Letterpress printing enabled the spread of information that had been made possible with the invention of the printing press, and printed text became immediately more available than its handwritten precedent, less likely to be lost, and reproducible. As Eisenstein argues (1979, p.116), ‘the democratizing aspect of the preservative powers of print… secured precious documents not by putting them under lock and key but by removing them from chests and vaults and duplicating them for all to see’.

Although clearly not evangelically-minded, Picturing the Island’s hand-printed letterpress texts echo the Binghams’ nineteenth century printing activities and, in the living language of I-Kiribati, conjure the lost voices of the past into the present of its pages. Following Eisenstein’s lead, the texts of Picturing the Island unearth and recirculate fragments of the culture and language of I-Kiribati from the ‘chests and vaults’ of the library. These notations are printed on a variety of paper stocks, and the fonts and sizes of the texts are as assorted as Kiribati’s colonial and post-colonial histories. These texts privilege neither Kiribati nor English in a visual readjustment of once-unchallenged power structures:

UMA

a system of navigation for travelling at night

and

I AM BLINDED BY WIND

e ka matau n te ang

Small paragraphs of text citing scholarly works about the history and culture of Kiribati are set in sans serif type, and these too drift in the oceanic space of the page.

*DATA*

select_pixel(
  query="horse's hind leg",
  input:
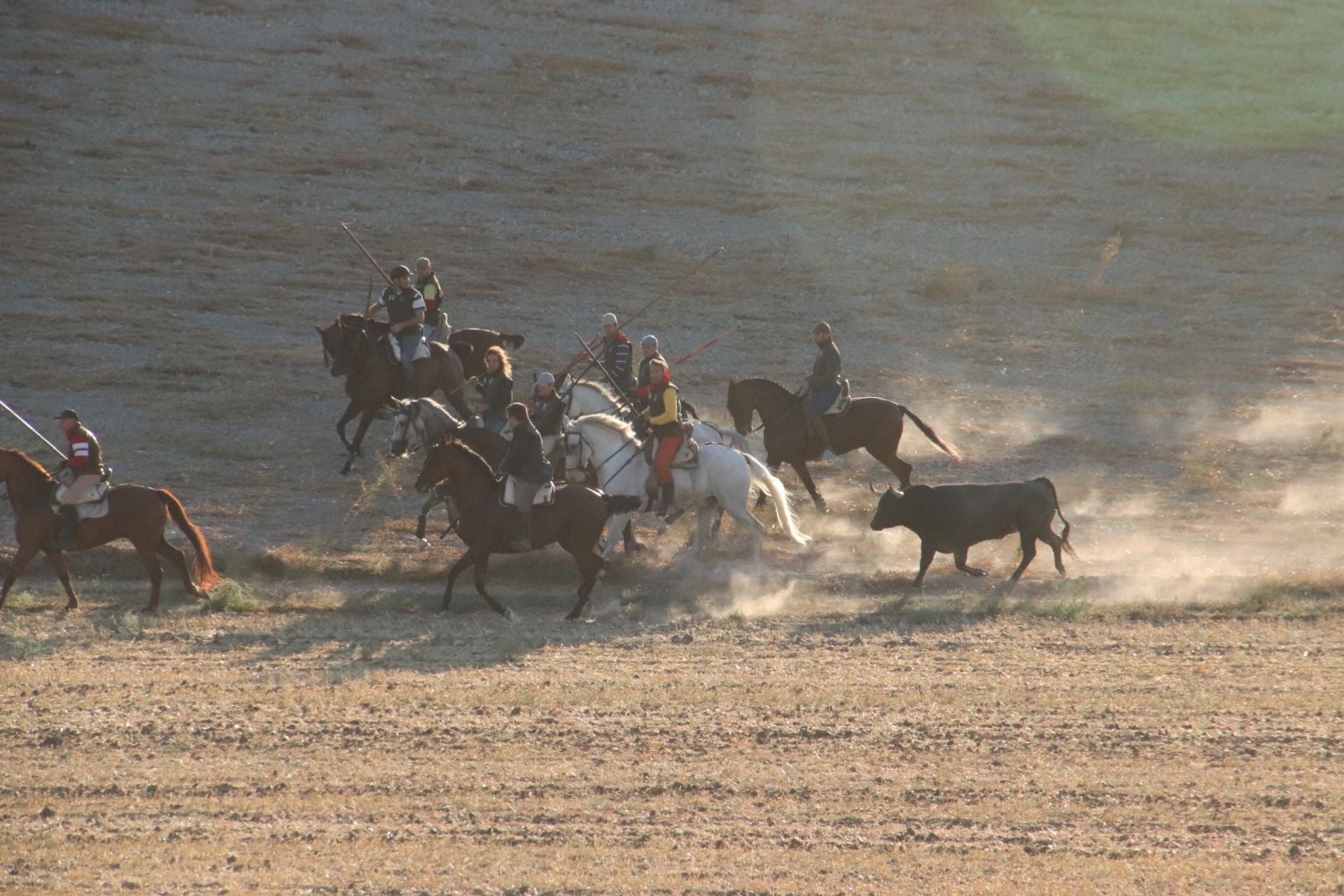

*TO BE DONE*
Quote the passage on letterpress printing, starting with "Letterpress printing enabled" and going on through "all to see’.". Use only the passage on letterpress printing, not the data.

*TASK ANSWER*
Letterpress printing enabled the spread of information that had been made possible with the invention of the printing press, and printed text became immediately more available than its handwritten precedent, less likely to be lost, and reproducible. As Eisenstein argues (1979, p.116), ‘the democratizing aspect of the preservative powers of print… secured precious documents not by putting them under lock and key but by removing them from chests and vaults and duplicating them for all to see’.